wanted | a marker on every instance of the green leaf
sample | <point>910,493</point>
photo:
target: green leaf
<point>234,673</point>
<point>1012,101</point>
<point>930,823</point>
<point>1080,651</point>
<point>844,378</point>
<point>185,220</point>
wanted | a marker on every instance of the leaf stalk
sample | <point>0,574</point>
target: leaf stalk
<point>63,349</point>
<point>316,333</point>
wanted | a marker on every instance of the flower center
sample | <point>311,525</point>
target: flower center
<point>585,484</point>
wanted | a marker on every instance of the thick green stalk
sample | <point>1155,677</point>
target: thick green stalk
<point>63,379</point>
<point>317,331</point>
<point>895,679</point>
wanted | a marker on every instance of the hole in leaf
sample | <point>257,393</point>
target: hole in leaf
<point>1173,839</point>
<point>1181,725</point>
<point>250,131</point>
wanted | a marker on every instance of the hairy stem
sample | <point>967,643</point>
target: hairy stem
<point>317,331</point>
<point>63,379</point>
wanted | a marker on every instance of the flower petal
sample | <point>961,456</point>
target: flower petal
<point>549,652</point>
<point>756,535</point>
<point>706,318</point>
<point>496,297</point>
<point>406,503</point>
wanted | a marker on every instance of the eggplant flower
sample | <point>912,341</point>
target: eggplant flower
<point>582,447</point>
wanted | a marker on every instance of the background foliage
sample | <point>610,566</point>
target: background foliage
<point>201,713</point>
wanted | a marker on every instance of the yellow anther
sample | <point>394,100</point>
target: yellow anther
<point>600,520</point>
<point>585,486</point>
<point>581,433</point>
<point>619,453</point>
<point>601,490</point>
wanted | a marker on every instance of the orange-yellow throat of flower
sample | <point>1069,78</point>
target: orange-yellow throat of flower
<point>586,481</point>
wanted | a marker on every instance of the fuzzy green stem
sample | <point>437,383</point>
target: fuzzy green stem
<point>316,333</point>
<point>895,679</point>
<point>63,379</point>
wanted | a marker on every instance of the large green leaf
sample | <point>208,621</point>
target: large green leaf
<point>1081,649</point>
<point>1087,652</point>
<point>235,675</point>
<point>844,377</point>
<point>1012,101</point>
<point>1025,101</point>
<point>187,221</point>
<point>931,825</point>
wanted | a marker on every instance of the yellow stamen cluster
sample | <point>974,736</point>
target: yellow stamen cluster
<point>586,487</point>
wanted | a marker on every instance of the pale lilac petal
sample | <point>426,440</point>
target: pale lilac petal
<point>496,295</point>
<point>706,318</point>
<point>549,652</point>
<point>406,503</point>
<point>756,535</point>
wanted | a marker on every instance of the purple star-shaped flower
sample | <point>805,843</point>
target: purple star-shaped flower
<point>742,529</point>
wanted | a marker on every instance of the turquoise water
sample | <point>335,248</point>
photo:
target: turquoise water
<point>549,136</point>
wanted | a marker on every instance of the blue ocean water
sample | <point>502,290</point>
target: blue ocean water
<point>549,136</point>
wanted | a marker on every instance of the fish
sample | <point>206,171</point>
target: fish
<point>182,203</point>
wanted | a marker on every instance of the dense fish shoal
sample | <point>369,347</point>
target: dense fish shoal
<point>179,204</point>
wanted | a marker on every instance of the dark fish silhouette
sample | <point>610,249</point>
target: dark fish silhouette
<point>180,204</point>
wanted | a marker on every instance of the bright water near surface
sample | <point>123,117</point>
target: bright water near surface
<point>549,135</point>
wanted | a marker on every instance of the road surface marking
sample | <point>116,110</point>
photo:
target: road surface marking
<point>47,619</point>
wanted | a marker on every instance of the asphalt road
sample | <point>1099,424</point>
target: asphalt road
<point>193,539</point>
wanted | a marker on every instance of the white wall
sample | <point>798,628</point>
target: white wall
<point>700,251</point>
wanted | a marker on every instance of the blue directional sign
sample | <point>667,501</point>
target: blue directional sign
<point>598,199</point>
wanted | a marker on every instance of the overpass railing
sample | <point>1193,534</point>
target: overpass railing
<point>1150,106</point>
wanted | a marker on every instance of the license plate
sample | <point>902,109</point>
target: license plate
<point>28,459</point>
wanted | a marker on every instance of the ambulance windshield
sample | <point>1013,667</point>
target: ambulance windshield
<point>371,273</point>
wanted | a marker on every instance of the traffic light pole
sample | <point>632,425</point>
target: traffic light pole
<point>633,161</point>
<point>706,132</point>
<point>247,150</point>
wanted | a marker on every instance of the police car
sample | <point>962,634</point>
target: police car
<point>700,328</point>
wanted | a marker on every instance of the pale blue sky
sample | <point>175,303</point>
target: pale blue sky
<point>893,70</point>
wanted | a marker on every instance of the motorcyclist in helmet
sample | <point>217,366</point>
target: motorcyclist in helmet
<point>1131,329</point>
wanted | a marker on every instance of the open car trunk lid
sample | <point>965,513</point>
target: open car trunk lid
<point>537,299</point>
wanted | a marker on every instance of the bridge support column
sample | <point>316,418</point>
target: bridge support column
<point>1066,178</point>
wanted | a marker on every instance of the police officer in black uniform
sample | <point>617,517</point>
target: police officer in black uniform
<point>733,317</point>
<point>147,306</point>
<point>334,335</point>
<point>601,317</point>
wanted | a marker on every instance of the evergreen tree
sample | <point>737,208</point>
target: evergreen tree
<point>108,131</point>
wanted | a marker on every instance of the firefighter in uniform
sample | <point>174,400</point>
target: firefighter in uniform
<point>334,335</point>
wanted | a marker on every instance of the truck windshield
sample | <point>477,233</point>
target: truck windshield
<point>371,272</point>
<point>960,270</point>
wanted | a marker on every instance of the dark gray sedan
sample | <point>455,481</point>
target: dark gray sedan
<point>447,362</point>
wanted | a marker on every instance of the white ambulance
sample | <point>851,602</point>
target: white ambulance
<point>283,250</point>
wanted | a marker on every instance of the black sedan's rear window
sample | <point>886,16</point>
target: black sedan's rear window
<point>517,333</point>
###
### Do this
Rewrite the listing above, changing "wanted" to "needed" wherever it occurs and leaving everything else untouched.

### The response
needed | a marker on every instance of the green leaf
sample | <point>910,493</point>
photo:
target: green leaf
<point>234,673</point>
<point>1012,101</point>
<point>930,823</point>
<point>1080,651</point>
<point>844,378</point>
<point>185,220</point>
needed | a marker on every instance of the leaf stalk
sample | <point>0,574</point>
target: leaf stalk
<point>63,349</point>
<point>316,333</point>
needed | a marker on every instance of the flower center
sample | <point>311,525</point>
target: flower center
<point>585,484</point>
needed | a marker on every instance of the thick green stalk
sample | <point>1155,677</point>
target: thick green stalk
<point>63,379</point>
<point>317,331</point>
<point>895,679</point>
needed | a marker on every instance of the hole in leaf
sample | <point>257,393</point>
target: hole in leaf
<point>1173,839</point>
<point>1181,725</point>
<point>250,131</point>
needed | a marker on every instance of the hairy stem
sample | <point>967,643</point>
target: hairy stem
<point>317,331</point>
<point>63,379</point>
needed | a marker on every instance of the flower petal
sample | <point>961,456</point>
target: flower petal
<point>549,652</point>
<point>756,535</point>
<point>706,318</point>
<point>496,297</point>
<point>406,503</point>
needed | a marker on every instance of the eggplant flower
sample | <point>912,341</point>
target: eggplant flower
<point>582,447</point>
needed | a marker on every instance of the background foliage
sample | <point>610,566</point>
target: background foliage
<point>201,713</point>
needed | a marker on every instance of the yellow anther
sample | <point>394,100</point>
target: yellow anther
<point>600,520</point>
<point>585,486</point>
<point>581,433</point>
<point>619,453</point>
<point>601,490</point>
needed | a marker on every instance of the orange-yellow throat of flower
sample | <point>1069,78</point>
target: orange-yellow throat of flower
<point>586,481</point>
needed | a marker on every instance of the fuzzy green stem
sample | <point>437,383</point>
target: fuzzy green stem
<point>316,333</point>
<point>895,679</point>
<point>63,379</point>
needed | a marker on every instance of the large green leaf
sample | <point>208,621</point>
target: large green leaf
<point>1081,649</point>
<point>1087,652</point>
<point>235,675</point>
<point>844,377</point>
<point>1012,101</point>
<point>1025,101</point>
<point>187,221</point>
<point>931,825</point>
needed | a marker on every instance of the yellow stamen cluster
sample | <point>974,736</point>
target: yellow stamen cluster
<point>586,487</point>
needed | a marker on every instance of the pale lilac petal
sample | <point>426,440</point>
target: pale lilac petal
<point>496,295</point>
<point>706,318</point>
<point>549,652</point>
<point>406,503</point>
<point>756,535</point>
needed | a marker on every instance of the purple star-shaped flower
sample | <point>805,843</point>
target: purple star-shaped flower
<point>742,529</point>
needed | a marker on every instance of the turquoise water
sample | <point>335,248</point>
photo:
target: turquoise water
<point>549,136</point>
needed | a marker on every instance of the blue ocean water
sample | <point>502,290</point>
target: blue ocean water
<point>549,136</point>
needed | a marker on every instance of the fish
sample | <point>206,171</point>
target: fish
<point>182,203</point>
needed | a marker on every instance of the dense fish shoal
sample | <point>369,347</point>
target: dense fish shoal
<point>179,204</point>
needed | a marker on every instance of the dark fish silhouette
sample | <point>610,249</point>
target: dark fish silhouette
<point>180,204</point>
needed | a marker on every instance of the bright water near surface
sample | <point>123,117</point>
target: bright water near surface
<point>549,135</point>
needed | a marker on every instance of the road surface marking
sample | <point>116,110</point>
photo:
target: road surface marking
<point>47,619</point>
needed | a marker on every instance of the asphalt road
sample | <point>1099,424</point>
target: asphalt road
<point>193,539</point>
needed | a marker on every instance of the white wall
sample | <point>798,628</point>
target: white wall
<point>700,251</point>
needed | a marker on every instance of the blue directional sign
sample | <point>667,501</point>
target: blue directional sign
<point>598,199</point>
needed | a marker on every instance of the overpass railing
sample | <point>1193,534</point>
target: overpass railing
<point>1150,106</point>
needed | a marker on every instance of the license plate
sample | <point>902,109</point>
target: license plate
<point>28,459</point>
needed | a marker on every instance of the ambulance windshield
sample | <point>1013,667</point>
target: ambulance windshield
<point>371,273</point>
needed | a marker on every instance of the traffic light pole
sample | <point>632,425</point>
target: traffic light pole
<point>633,161</point>
<point>706,132</point>
<point>247,150</point>
needed | a marker on every instance of the police car
sample | <point>962,634</point>
target: police car
<point>700,328</point>
needed | a marker on every instance of the pale blue sky
sample | <point>175,303</point>
target: pale blue sky
<point>893,70</point>
needed | a marker on every instance of the motorcyclist in helmet
sample | <point>217,366</point>
target: motorcyclist in helmet
<point>1131,329</point>
needed | a marker on every instance of the open car trunk lid
sample | <point>965,513</point>
target: open car trunk lid
<point>537,299</point>
needed | a marker on every instance of the bridge support column
sample | <point>316,418</point>
target: bridge support column
<point>1066,178</point>
needed | a marker on every instance of the police officer in black uniform
sample | <point>617,517</point>
target: police officer in black uniform
<point>733,317</point>
<point>147,306</point>
<point>334,335</point>
<point>601,317</point>
needed | a marker on every instance of the evergreen tree
sample | <point>737,208</point>
target: evergreen tree
<point>108,131</point>
needed | a marker on every instance of the firefighter in uniform
sample | <point>174,400</point>
target: firefighter in uniform
<point>334,335</point>
needed | a marker on every instance of the truck windshield
sample | <point>477,233</point>
target: truck windshield
<point>371,272</point>
<point>960,270</point>
needed | a marker on every instance of the dark gray sedan
sample | <point>455,481</point>
target: dark gray sedan
<point>447,362</point>
needed | a marker on every instance of the white ambulance
sample | <point>851,602</point>
target: white ambulance
<point>283,250</point>
needed | a marker on every instance of the black sedan's rear window
sample | <point>886,16</point>
target: black sedan's rear window
<point>517,333</point>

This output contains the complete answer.